Brief: All the entries, exactly as they read, must be written out again.

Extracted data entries
※

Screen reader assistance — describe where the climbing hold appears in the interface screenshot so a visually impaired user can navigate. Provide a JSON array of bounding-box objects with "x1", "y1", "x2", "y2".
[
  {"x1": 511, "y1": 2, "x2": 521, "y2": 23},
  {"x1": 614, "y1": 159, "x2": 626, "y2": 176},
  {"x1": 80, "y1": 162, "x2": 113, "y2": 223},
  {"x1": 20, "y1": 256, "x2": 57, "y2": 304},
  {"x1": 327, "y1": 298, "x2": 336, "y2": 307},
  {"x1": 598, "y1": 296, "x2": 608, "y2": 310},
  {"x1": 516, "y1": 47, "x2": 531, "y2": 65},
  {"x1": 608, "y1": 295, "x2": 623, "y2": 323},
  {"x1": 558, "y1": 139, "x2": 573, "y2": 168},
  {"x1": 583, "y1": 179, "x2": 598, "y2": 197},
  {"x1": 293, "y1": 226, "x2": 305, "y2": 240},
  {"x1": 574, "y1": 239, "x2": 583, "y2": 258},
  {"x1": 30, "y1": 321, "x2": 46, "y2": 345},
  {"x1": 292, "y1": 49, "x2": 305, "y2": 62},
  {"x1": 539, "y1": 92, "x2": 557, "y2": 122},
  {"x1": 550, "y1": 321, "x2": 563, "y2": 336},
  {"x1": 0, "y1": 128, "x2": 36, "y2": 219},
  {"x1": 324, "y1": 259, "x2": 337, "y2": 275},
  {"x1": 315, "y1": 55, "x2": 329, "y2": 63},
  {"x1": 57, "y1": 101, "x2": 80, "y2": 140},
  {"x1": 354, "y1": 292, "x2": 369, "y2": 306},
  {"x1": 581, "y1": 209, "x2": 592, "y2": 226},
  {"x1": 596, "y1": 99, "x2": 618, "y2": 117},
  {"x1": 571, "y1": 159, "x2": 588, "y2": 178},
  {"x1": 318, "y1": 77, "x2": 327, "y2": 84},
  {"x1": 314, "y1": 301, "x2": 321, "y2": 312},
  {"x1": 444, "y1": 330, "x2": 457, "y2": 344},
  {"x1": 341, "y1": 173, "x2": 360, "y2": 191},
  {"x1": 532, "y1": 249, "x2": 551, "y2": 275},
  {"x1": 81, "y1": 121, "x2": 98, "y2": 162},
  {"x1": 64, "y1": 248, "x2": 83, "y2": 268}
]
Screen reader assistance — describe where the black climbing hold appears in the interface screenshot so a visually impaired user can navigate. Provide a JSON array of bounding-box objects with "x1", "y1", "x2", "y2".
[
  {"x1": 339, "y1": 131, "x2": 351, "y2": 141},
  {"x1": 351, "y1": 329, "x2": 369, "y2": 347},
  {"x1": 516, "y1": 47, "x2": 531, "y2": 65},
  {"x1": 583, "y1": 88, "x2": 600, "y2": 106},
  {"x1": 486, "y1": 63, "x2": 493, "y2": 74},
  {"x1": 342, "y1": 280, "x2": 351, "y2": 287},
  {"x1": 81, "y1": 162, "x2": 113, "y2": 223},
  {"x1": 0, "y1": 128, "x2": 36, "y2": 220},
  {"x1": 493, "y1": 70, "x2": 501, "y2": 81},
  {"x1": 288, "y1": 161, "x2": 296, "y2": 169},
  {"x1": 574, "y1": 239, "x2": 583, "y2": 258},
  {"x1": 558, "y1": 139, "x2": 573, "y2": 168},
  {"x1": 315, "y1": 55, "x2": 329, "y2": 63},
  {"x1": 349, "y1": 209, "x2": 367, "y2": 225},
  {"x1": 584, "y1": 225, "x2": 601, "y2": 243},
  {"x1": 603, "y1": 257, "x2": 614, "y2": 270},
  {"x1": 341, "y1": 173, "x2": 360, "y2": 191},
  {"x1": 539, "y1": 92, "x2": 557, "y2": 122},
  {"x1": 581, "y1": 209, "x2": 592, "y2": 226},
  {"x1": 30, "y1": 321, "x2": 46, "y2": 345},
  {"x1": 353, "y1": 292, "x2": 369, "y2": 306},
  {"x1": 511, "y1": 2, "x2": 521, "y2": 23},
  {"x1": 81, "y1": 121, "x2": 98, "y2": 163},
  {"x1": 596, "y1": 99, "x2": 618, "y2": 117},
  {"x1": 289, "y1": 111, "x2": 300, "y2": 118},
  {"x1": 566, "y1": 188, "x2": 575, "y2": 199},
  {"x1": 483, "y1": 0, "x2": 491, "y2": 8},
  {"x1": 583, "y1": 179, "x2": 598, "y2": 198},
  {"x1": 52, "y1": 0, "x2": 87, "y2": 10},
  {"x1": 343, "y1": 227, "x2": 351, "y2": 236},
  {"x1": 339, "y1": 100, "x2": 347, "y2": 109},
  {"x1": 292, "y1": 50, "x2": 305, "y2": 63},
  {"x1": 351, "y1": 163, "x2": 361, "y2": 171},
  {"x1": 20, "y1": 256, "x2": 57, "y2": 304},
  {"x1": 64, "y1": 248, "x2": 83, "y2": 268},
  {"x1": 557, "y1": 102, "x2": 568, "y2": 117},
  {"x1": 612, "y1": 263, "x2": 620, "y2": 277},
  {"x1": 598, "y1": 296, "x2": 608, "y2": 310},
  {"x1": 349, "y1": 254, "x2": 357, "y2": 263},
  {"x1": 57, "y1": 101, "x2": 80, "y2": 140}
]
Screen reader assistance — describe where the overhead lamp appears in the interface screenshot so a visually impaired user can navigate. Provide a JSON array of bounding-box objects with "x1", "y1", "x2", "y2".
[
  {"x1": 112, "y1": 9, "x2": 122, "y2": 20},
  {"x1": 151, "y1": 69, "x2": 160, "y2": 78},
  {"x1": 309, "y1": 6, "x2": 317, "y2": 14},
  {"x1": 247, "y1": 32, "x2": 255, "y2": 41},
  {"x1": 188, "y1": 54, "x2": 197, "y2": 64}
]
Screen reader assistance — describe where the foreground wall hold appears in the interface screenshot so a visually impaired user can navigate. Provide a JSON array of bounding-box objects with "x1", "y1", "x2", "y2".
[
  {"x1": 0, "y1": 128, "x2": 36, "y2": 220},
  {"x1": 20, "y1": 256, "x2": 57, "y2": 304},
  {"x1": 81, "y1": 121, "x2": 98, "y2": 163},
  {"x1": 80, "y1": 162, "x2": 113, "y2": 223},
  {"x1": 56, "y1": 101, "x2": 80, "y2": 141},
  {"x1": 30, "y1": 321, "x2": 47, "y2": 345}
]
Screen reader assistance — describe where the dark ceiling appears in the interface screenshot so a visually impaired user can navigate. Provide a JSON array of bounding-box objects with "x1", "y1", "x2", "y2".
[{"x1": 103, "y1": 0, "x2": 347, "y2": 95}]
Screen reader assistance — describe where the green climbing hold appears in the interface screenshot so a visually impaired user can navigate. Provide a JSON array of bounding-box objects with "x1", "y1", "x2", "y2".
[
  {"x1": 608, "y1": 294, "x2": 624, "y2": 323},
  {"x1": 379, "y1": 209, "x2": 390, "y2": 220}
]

※

The completed task:
Screen reader assistance — describe where the climbing hold appears in the interface screenshot so a visually impaired user can navigate. Provide a JSON array of bounding-box objects with "x1", "y1", "x2", "y2".
[
  {"x1": 511, "y1": 2, "x2": 521, "y2": 23},
  {"x1": 614, "y1": 159, "x2": 626, "y2": 176},
  {"x1": 80, "y1": 162, "x2": 113, "y2": 223},
  {"x1": 20, "y1": 256, "x2": 57, "y2": 304},
  {"x1": 327, "y1": 298, "x2": 336, "y2": 307},
  {"x1": 598, "y1": 296, "x2": 608, "y2": 310},
  {"x1": 516, "y1": 47, "x2": 531, "y2": 65},
  {"x1": 608, "y1": 295, "x2": 623, "y2": 323},
  {"x1": 558, "y1": 139, "x2": 573, "y2": 168},
  {"x1": 583, "y1": 179, "x2": 598, "y2": 197},
  {"x1": 293, "y1": 226, "x2": 305, "y2": 240},
  {"x1": 574, "y1": 239, "x2": 583, "y2": 258},
  {"x1": 30, "y1": 321, "x2": 46, "y2": 345},
  {"x1": 292, "y1": 49, "x2": 305, "y2": 62},
  {"x1": 539, "y1": 92, "x2": 557, "y2": 122},
  {"x1": 550, "y1": 321, "x2": 563, "y2": 336},
  {"x1": 0, "y1": 128, "x2": 36, "y2": 219},
  {"x1": 324, "y1": 259, "x2": 337, "y2": 275},
  {"x1": 315, "y1": 55, "x2": 329, "y2": 63},
  {"x1": 57, "y1": 101, "x2": 80, "y2": 140},
  {"x1": 354, "y1": 292, "x2": 369, "y2": 306},
  {"x1": 581, "y1": 209, "x2": 592, "y2": 226},
  {"x1": 596, "y1": 99, "x2": 618, "y2": 117},
  {"x1": 571, "y1": 159, "x2": 588, "y2": 178},
  {"x1": 318, "y1": 77, "x2": 327, "y2": 84},
  {"x1": 314, "y1": 301, "x2": 321, "y2": 312},
  {"x1": 444, "y1": 330, "x2": 457, "y2": 344},
  {"x1": 341, "y1": 173, "x2": 360, "y2": 191},
  {"x1": 532, "y1": 249, "x2": 551, "y2": 275},
  {"x1": 81, "y1": 121, "x2": 98, "y2": 162},
  {"x1": 64, "y1": 248, "x2": 83, "y2": 268}
]
Screen reader assistance — describe where the black climbing hold appears in the interface screenshot so a visually impaired user can navigate. Provide a JSON array of bounding-box objects with "x1", "y1", "x2", "y2".
[
  {"x1": 339, "y1": 131, "x2": 351, "y2": 141},
  {"x1": 351, "y1": 329, "x2": 369, "y2": 347},
  {"x1": 516, "y1": 47, "x2": 531, "y2": 65},
  {"x1": 583, "y1": 88, "x2": 600, "y2": 106},
  {"x1": 486, "y1": 63, "x2": 493, "y2": 74},
  {"x1": 342, "y1": 280, "x2": 351, "y2": 287},
  {"x1": 81, "y1": 162, "x2": 113, "y2": 223},
  {"x1": 0, "y1": 128, "x2": 36, "y2": 220},
  {"x1": 493, "y1": 70, "x2": 501, "y2": 81},
  {"x1": 288, "y1": 161, "x2": 296, "y2": 169},
  {"x1": 574, "y1": 239, "x2": 583, "y2": 258},
  {"x1": 558, "y1": 139, "x2": 573, "y2": 168},
  {"x1": 315, "y1": 55, "x2": 329, "y2": 63},
  {"x1": 349, "y1": 209, "x2": 367, "y2": 225},
  {"x1": 584, "y1": 225, "x2": 601, "y2": 243},
  {"x1": 603, "y1": 257, "x2": 614, "y2": 270},
  {"x1": 341, "y1": 173, "x2": 360, "y2": 191},
  {"x1": 539, "y1": 92, "x2": 557, "y2": 122},
  {"x1": 581, "y1": 209, "x2": 592, "y2": 226},
  {"x1": 30, "y1": 321, "x2": 46, "y2": 345},
  {"x1": 353, "y1": 292, "x2": 369, "y2": 306},
  {"x1": 511, "y1": 2, "x2": 521, "y2": 23},
  {"x1": 81, "y1": 121, "x2": 98, "y2": 163},
  {"x1": 596, "y1": 99, "x2": 618, "y2": 117},
  {"x1": 289, "y1": 111, "x2": 300, "y2": 118},
  {"x1": 566, "y1": 188, "x2": 575, "y2": 199},
  {"x1": 483, "y1": 0, "x2": 491, "y2": 8},
  {"x1": 583, "y1": 179, "x2": 598, "y2": 198},
  {"x1": 52, "y1": 0, "x2": 87, "y2": 10},
  {"x1": 343, "y1": 227, "x2": 351, "y2": 236},
  {"x1": 339, "y1": 100, "x2": 347, "y2": 109},
  {"x1": 292, "y1": 50, "x2": 305, "y2": 63},
  {"x1": 351, "y1": 163, "x2": 361, "y2": 171},
  {"x1": 20, "y1": 256, "x2": 57, "y2": 304},
  {"x1": 64, "y1": 248, "x2": 83, "y2": 268},
  {"x1": 557, "y1": 102, "x2": 568, "y2": 117},
  {"x1": 612, "y1": 263, "x2": 620, "y2": 277},
  {"x1": 598, "y1": 296, "x2": 608, "y2": 310},
  {"x1": 349, "y1": 254, "x2": 357, "y2": 263},
  {"x1": 57, "y1": 101, "x2": 80, "y2": 140}
]
Screen reader assistance — describe where the overhead lamp appears in the interface screenshot so a visually impaired user can navigate. Provide a JSON array of bounding-box objects with "x1", "y1", "x2", "y2".
[
  {"x1": 112, "y1": 9, "x2": 122, "y2": 20},
  {"x1": 151, "y1": 69, "x2": 160, "y2": 78},
  {"x1": 309, "y1": 6, "x2": 317, "y2": 14},
  {"x1": 247, "y1": 32, "x2": 255, "y2": 41},
  {"x1": 188, "y1": 54, "x2": 197, "y2": 64}
]
Screen reader assistance — describe where the foreground wall hold appears in the interface screenshot so a visually impaired user can navigate. Provide a JSON array of bounding-box objects with "x1", "y1", "x2", "y2".
[
  {"x1": 0, "y1": 128, "x2": 36, "y2": 220},
  {"x1": 20, "y1": 256, "x2": 57, "y2": 304},
  {"x1": 81, "y1": 121, "x2": 98, "y2": 163},
  {"x1": 80, "y1": 162, "x2": 113, "y2": 223},
  {"x1": 56, "y1": 101, "x2": 80, "y2": 141},
  {"x1": 30, "y1": 321, "x2": 47, "y2": 345}
]
Screen reader assistance — describe where the dark ceiling appears in the interface screenshot so a visually impaired user can navigate. Provide a JSON array of bounding-box objects with "x1", "y1", "x2", "y2".
[{"x1": 103, "y1": 0, "x2": 347, "y2": 95}]
Screen reader assistance — describe where the green climbing hold appears in the interface screenshot so a visually impaired user can navigate. Provide a JSON array of bounding-box objects with "x1", "y1", "x2", "y2".
[
  {"x1": 608, "y1": 294, "x2": 624, "y2": 323},
  {"x1": 379, "y1": 209, "x2": 390, "y2": 220}
]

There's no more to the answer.